**Selected excerpt**
What I meant with TLS, is that it would be nice if AmigaOS had support for TLS natively, so that I can use it to realize some of the GLFW threading things with it.

tc_UserData works very much as TLS, but the problem is that there is no OS-friendly way of allocating/deallocating it (as you said - exec simply does not care), so if GLFW is to use it, the application (that uses GLFW) can not use it. If AmigaOS provided proper TLS support, GLFW could allocate a TLS "key" or "index" private to GLFW, and the application is free to allocate other keys, meaning that there are no potential conflict situations.

By the way, I solved the condition variable (signalling primitive) support by adding a field to the GLFW thread structure called "waiting_for" (or something similar), so that when a thread is to signal or broadcast a condition to any waiting thread(s), it loops through all the known GLFW threads and checks the waiting_for field, to see if it is waiting for this particular condition. If so, a signal (that is private to the waiting thread, and whose ID is stored in its thread structure) is generated. Of course, critical sections (Forbid/Permit) is used wherever necessary.

**Problems**
A - Copy out the records word for word, starting at their first line and stopping after the line that contains "51), (98, 51)]".
B - Continue the forum post about thread-local storage on AmigaOS and GLFW threading, picking up right after its last sentence.

**Stored records**
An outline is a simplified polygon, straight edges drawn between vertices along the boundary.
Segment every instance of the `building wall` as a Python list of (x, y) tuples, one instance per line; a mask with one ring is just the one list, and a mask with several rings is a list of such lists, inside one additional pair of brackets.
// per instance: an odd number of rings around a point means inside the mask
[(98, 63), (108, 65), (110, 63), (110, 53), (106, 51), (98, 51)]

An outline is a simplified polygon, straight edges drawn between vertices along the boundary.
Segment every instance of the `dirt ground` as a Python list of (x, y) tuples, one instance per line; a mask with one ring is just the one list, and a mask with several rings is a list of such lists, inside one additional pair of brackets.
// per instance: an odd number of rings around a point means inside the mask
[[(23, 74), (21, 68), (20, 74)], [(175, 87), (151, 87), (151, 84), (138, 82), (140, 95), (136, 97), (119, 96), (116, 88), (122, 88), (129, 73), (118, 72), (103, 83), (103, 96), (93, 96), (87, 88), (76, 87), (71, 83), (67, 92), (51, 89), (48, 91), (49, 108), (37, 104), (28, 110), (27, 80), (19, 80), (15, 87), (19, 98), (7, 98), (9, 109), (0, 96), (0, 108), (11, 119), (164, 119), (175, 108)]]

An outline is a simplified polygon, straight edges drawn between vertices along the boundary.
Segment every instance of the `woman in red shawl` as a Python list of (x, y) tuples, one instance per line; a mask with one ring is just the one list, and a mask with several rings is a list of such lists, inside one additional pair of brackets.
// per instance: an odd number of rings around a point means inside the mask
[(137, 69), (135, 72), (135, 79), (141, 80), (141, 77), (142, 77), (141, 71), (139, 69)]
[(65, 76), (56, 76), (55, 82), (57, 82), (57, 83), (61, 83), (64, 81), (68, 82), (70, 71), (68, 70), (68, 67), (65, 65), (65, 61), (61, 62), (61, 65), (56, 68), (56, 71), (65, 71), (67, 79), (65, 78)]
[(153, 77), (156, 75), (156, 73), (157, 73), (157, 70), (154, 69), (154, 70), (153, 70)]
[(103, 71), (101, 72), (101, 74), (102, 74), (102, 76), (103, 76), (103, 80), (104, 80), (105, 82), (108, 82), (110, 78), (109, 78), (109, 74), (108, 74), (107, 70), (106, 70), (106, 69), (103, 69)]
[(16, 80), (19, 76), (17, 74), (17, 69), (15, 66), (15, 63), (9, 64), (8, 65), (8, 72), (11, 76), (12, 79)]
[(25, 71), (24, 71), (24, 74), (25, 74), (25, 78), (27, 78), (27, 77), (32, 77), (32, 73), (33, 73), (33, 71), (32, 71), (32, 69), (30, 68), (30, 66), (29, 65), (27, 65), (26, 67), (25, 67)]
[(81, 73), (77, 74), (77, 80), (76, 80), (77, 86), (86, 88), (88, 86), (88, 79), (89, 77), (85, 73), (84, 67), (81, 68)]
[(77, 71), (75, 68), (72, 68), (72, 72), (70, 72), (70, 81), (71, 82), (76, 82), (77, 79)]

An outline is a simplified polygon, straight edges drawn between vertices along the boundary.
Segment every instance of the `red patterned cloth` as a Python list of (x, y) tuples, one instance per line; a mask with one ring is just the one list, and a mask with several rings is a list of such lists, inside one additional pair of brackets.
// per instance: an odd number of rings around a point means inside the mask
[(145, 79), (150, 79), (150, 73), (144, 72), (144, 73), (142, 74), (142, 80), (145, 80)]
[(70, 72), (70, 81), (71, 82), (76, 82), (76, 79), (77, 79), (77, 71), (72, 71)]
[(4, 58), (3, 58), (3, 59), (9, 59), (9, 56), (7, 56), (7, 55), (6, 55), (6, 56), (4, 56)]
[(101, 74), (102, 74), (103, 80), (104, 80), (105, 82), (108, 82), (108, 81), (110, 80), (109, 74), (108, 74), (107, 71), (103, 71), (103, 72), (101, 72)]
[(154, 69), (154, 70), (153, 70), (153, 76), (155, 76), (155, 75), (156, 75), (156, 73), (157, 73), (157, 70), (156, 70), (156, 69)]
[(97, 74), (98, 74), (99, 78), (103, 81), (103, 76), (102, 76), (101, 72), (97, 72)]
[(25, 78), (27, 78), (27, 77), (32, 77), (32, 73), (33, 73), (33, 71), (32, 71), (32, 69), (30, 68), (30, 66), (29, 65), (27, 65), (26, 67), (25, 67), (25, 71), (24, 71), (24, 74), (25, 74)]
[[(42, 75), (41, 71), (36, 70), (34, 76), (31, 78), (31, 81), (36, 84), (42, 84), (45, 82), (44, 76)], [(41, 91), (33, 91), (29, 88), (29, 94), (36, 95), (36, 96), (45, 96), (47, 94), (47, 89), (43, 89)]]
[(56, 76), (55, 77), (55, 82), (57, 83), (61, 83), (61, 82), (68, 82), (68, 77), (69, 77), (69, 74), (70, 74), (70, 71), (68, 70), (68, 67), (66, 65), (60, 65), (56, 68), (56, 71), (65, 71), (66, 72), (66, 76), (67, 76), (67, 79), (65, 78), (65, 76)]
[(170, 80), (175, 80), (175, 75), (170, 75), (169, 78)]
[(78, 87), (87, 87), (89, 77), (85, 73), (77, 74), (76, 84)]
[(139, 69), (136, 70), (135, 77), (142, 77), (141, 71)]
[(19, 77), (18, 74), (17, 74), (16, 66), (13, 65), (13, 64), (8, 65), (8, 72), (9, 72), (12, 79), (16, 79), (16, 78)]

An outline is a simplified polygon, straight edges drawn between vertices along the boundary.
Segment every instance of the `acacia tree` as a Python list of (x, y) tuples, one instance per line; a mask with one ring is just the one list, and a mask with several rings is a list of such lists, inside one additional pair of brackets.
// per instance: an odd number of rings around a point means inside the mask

**Results by task**
A -
An outline is a simplified polygon, straight edges drawn between vertices along the boundary.
Segment every instance of the `building wall` as a Python list of (x, y) tuples, one instance per line; a mask with one ring is just the one list, and a mask with several rings is a list of such lists, inside one additional pair of brackets.
// per instance: an odd number of rings around a point means inside the mask
[(98, 63), (108, 65), (110, 63), (110, 53), (106, 51), (98, 51)]

B -
I think this is the most viable solution for broadcasting signals to multiple threads in the way that is required for condition variables to work (it should be quite cheap too, since mostly you don't have more than a couple of threads, perhaps 10 at most or so). Have you done anything similar?

> I made a Threadable Rasterizer class (still in
> development) that has a double buffered vertex
> array / command queue. The rendering calls fill
> one buffer whilst the previous one is being
> rendered by the internal thread.

In the GLFW distribution I have an example program that works this way. It's a particle system, where the particle physics is carried out in one thread, and the rendering/billboarding is done in another thread.

First I did a straight forward solution without double buffering (meaning potential stalls). It roughly gave a 100% of the speed of a single threaded implementation on a single processor system, and 105-150% on dual CPU systems.

Then I added double buffering, actually resulting in a performance drop (about 95% on the single processor system, and slightly degraded performance on the SMP systems compared to single buffering).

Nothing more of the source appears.